## WHAT YOU NEED TO DO
Please say whether each statement agrees with the chapter 20 quiz, answering yes or no and quoting the deciding words: (a) One of the choices in question 4 is Dublin. (b) Question 8 is about a Chinese Exclusion Act passed in 1890. (c) Question 6 asks where most immigrants came from before 1890.

Multiple-Choice Questions - chapter 20
1. Why was the development of cast-iron and steel-frame construction techniques significant to the growth of cities?
A. The growth of streetcars depended on such techniques.
B. They were the primary engines of job growth.
C. They allowed developers to erect high-rise buildings.
D. They were invented by immigrant laborers.
E. They demonstrated the value of female ingenuity.
2. By 1900, all of the following technologies had helped transform mass transit EXCEPT:
A. subways
B. electric trolleys
C. cable cars
D. gasoline-powered buses
E. elevated trains
3. All of the following contributed to epidemics, disease, and high mortality rates in the growing cities EXCEPT:
A. overflowing garbage
B. untreated sewage
C. contaminated water
D. the banishment of animals to outside city limits
E. overcrowding
4. In 1890, New York City had twice as many Irish as:
A. Limerick
B. Hamburg
C. Lodz
D. Warsaw
E. Dublin
5. Why did the U.S. government open Ellis Island?
A. It needed an outpost to house immigrants before scheduled deportation.
B. The federal government wanted to ease prison overcrowding, so they used Ellis Island as a prison solely for criminal immigrants.
C. It was needed as a place on which to construct the Statue of Liberty.
D. It was a tourist site designed to show visitors how immigrants came to the United States.
E. It was part of a federal effort to take charge of admitting immigrants to the country in light of the corruption that afflicted the city of New York’s system.
6. After 1890, most immigrants were:
A. from northern and western Europe
B. from southern and eastern Europe
C. of Teutonic and Celtic origin
D. from Mexico
E. members of the professional class
7. All of the following motivated nativists EXCEPT:
A. anti-Catholic and anti-Semitic sentiments
B. beliefs in the superiority of earlier generations of immigrants
C. concerns over the influence of Protestantism
D. convictions that Slavic, Italian, Greek, and Jewish immigrants were inferior
E. alarm that immigrants were taking jobs away from Americans
8. Why was the Chinese Exclusion Act of 1882 significant in American immigration history?
A. It sent all the Chinese immigrants in the United States back to China.
B. It was the first federal law to restrict immigration on the basis of race and class.
C. It was the first time Congress was unable to override a presidential veto of an immigration law.
D. It denied citizenship to any Chinese born in the United States.
E. It removed all restrictions from American immigration law.

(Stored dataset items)
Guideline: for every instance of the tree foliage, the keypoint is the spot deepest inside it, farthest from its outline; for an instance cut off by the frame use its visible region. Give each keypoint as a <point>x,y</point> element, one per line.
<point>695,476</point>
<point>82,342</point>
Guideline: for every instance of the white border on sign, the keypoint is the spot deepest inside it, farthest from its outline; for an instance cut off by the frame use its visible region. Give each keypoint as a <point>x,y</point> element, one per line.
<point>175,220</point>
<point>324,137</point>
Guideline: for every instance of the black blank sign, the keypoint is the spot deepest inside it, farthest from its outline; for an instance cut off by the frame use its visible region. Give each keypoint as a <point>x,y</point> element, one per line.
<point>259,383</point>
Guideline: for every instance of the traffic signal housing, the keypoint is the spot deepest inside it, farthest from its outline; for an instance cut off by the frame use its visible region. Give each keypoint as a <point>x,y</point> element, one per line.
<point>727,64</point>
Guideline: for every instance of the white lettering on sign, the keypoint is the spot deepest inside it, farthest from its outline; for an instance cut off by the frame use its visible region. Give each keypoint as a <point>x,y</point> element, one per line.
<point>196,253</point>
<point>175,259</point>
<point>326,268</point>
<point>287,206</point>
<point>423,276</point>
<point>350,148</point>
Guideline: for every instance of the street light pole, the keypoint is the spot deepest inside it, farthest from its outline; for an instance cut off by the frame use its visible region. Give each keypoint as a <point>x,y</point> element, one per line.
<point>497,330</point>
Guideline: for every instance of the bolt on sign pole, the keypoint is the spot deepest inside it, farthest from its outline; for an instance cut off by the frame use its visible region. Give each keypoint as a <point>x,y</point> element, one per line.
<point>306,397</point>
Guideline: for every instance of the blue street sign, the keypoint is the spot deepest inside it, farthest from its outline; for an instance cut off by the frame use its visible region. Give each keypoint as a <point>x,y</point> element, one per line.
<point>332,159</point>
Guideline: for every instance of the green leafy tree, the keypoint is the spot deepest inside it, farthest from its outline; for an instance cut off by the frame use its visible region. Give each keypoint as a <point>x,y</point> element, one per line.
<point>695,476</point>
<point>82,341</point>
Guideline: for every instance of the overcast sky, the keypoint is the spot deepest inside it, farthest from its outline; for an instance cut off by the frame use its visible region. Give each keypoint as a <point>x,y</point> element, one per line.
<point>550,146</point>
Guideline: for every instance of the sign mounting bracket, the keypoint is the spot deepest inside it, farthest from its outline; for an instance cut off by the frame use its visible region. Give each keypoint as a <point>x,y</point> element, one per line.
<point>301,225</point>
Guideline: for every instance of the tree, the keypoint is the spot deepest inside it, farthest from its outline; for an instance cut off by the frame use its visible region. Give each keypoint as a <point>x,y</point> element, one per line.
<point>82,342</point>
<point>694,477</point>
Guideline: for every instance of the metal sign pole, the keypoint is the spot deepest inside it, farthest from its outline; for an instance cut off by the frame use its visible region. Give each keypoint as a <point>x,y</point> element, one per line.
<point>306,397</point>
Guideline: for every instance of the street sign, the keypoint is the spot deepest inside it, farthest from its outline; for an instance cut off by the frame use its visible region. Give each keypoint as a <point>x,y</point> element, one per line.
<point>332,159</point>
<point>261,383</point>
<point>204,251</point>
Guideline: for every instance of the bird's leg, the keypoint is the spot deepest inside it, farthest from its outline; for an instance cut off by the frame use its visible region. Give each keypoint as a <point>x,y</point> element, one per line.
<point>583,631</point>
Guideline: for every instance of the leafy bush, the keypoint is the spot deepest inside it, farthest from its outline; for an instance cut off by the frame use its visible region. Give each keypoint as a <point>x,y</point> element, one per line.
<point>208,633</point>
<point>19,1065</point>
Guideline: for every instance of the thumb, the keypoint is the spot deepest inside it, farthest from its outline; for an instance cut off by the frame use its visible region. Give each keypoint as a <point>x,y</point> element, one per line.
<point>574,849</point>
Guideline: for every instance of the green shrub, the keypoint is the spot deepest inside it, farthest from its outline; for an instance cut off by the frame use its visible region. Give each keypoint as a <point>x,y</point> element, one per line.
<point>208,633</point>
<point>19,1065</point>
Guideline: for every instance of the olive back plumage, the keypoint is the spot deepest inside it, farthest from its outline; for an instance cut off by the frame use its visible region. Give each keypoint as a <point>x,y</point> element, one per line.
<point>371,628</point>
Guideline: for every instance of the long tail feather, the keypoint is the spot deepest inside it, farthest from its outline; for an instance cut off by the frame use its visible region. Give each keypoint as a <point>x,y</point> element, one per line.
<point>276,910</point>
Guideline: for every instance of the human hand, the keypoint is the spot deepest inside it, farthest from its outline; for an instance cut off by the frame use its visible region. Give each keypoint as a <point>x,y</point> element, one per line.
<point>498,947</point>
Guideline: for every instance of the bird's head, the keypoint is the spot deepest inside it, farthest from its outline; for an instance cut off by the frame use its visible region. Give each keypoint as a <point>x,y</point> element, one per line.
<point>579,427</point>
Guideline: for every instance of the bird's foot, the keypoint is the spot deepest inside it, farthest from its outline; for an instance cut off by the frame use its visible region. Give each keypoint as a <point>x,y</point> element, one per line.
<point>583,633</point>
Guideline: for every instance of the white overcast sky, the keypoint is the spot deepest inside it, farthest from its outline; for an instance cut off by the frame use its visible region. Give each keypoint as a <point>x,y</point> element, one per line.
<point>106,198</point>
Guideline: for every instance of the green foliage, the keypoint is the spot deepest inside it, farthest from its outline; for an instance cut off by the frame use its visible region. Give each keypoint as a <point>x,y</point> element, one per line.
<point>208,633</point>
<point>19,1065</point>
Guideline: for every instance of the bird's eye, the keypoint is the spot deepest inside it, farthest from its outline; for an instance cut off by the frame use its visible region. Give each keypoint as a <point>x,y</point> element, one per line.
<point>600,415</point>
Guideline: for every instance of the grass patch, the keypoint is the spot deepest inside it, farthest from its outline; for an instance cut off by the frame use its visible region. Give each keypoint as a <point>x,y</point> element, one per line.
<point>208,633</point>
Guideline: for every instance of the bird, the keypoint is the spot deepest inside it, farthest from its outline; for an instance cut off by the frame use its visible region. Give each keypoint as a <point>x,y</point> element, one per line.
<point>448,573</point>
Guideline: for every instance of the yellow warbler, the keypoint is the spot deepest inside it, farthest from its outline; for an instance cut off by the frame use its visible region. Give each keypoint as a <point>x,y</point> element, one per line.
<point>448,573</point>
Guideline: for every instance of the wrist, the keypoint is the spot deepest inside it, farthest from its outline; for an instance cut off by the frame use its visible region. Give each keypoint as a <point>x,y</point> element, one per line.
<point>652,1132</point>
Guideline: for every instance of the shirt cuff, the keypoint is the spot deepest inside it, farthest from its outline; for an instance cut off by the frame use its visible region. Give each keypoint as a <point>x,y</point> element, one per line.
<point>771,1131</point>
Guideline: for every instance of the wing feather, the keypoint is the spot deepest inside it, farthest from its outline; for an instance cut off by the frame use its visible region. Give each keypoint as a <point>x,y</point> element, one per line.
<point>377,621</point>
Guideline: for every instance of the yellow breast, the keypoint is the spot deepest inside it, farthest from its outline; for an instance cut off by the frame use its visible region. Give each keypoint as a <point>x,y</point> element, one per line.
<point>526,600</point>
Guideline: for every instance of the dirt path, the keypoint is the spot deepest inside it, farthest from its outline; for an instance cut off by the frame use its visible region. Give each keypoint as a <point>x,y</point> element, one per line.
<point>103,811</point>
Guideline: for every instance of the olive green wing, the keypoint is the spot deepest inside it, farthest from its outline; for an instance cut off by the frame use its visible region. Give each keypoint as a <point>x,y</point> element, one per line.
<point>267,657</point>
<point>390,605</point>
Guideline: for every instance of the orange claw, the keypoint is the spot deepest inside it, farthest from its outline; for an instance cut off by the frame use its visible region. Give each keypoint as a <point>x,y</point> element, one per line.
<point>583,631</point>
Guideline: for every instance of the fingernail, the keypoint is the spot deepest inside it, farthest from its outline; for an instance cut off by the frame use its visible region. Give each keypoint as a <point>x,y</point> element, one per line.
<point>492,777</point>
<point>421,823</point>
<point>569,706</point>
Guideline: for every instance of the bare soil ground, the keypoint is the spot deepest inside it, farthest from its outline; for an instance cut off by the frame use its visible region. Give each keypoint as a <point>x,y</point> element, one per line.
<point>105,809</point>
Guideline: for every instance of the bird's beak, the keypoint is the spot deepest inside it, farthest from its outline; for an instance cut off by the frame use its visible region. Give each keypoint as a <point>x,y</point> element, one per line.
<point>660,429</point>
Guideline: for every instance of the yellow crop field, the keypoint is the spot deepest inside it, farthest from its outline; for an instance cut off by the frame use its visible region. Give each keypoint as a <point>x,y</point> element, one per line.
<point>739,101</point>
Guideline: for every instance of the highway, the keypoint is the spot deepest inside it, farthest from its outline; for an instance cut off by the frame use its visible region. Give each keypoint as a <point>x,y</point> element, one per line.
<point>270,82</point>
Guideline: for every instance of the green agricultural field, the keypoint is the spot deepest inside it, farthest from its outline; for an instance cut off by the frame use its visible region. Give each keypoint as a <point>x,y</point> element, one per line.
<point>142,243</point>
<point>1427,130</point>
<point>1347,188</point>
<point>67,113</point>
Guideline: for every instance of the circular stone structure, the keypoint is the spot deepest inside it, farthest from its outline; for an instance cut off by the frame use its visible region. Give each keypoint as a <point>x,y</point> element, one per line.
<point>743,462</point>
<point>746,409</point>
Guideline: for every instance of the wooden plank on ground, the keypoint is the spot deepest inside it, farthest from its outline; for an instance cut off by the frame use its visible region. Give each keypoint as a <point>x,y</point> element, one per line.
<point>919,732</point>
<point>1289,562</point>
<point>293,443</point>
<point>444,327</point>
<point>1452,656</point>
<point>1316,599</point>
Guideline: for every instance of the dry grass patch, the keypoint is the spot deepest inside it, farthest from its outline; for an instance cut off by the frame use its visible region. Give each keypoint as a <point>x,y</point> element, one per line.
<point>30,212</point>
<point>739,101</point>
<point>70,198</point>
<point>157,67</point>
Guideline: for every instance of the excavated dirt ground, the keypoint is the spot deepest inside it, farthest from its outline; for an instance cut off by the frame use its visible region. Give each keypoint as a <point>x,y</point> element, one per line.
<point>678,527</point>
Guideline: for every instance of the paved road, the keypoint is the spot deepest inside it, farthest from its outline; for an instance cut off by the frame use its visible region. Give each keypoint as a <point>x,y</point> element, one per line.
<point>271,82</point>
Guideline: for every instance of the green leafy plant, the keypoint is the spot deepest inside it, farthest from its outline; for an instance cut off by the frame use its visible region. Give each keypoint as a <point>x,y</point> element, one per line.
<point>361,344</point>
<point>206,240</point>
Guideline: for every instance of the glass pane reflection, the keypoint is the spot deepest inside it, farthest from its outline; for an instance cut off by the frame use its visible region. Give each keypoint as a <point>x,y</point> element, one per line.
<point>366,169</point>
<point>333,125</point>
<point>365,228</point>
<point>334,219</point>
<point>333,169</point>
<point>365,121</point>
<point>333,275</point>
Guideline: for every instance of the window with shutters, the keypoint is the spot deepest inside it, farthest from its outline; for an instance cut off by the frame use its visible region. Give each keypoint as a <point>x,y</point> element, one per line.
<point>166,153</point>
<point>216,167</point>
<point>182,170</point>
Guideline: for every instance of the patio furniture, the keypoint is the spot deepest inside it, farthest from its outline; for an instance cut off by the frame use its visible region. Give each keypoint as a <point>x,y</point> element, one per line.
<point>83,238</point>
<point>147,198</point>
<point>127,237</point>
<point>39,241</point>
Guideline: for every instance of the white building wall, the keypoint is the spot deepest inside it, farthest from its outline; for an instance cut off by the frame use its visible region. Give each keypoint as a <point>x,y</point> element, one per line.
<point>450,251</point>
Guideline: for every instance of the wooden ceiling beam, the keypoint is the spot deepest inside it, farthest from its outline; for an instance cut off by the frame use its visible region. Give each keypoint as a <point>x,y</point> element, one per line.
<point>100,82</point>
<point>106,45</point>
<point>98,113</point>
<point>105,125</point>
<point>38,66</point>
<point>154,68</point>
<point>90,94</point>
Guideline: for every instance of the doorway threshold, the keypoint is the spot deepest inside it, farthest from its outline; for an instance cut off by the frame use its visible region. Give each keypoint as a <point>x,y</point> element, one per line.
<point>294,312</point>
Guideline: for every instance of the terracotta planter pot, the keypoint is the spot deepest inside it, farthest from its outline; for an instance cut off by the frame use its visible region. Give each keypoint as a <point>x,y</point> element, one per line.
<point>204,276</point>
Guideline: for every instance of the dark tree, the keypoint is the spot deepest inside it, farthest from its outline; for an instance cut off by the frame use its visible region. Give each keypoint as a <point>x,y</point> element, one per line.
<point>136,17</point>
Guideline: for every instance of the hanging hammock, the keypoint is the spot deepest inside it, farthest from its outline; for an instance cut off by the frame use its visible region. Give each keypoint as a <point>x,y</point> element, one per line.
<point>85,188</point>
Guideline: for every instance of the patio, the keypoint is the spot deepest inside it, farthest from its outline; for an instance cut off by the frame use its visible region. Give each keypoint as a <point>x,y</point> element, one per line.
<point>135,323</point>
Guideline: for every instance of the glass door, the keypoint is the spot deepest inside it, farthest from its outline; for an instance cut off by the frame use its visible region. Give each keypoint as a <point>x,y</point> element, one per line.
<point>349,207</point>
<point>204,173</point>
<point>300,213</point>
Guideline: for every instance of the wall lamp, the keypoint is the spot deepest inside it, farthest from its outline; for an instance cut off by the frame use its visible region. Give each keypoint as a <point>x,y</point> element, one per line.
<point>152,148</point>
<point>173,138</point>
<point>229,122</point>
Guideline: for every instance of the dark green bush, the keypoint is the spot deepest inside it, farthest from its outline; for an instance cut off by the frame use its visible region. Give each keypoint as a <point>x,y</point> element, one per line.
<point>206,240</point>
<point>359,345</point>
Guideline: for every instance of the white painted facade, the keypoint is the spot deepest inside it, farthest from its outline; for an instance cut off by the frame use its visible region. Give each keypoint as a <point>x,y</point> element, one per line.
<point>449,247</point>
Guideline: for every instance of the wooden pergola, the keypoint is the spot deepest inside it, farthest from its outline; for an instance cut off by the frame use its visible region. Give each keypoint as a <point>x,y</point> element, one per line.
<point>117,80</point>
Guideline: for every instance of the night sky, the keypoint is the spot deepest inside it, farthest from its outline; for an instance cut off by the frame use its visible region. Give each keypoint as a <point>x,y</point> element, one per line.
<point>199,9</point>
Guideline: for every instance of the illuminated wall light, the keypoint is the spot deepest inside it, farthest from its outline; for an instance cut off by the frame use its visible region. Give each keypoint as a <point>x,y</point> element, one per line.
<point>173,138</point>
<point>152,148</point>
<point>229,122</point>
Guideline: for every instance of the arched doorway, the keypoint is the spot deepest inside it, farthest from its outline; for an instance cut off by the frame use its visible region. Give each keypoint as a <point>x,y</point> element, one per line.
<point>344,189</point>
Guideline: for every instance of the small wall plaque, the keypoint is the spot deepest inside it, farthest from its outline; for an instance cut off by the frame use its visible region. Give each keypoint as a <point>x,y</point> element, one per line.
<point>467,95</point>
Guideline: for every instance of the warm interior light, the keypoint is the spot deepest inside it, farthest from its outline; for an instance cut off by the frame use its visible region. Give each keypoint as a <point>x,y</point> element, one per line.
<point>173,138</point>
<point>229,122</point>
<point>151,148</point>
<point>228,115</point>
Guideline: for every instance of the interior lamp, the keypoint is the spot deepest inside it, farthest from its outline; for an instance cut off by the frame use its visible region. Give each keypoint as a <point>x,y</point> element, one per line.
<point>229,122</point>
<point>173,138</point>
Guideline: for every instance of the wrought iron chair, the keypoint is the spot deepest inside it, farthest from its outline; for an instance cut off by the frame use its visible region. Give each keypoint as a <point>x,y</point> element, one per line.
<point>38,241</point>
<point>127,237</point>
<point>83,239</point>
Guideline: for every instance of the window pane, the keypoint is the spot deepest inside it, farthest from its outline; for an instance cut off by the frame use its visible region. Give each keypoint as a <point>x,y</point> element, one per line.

## EXERCISE RESULT
(a) Yes: "E. Dublin"
(b) No: "Why was the Chinese Exclusion Act of 1882 significant in American immigration history?"
(c) No: "After 1890, most immigrants were:"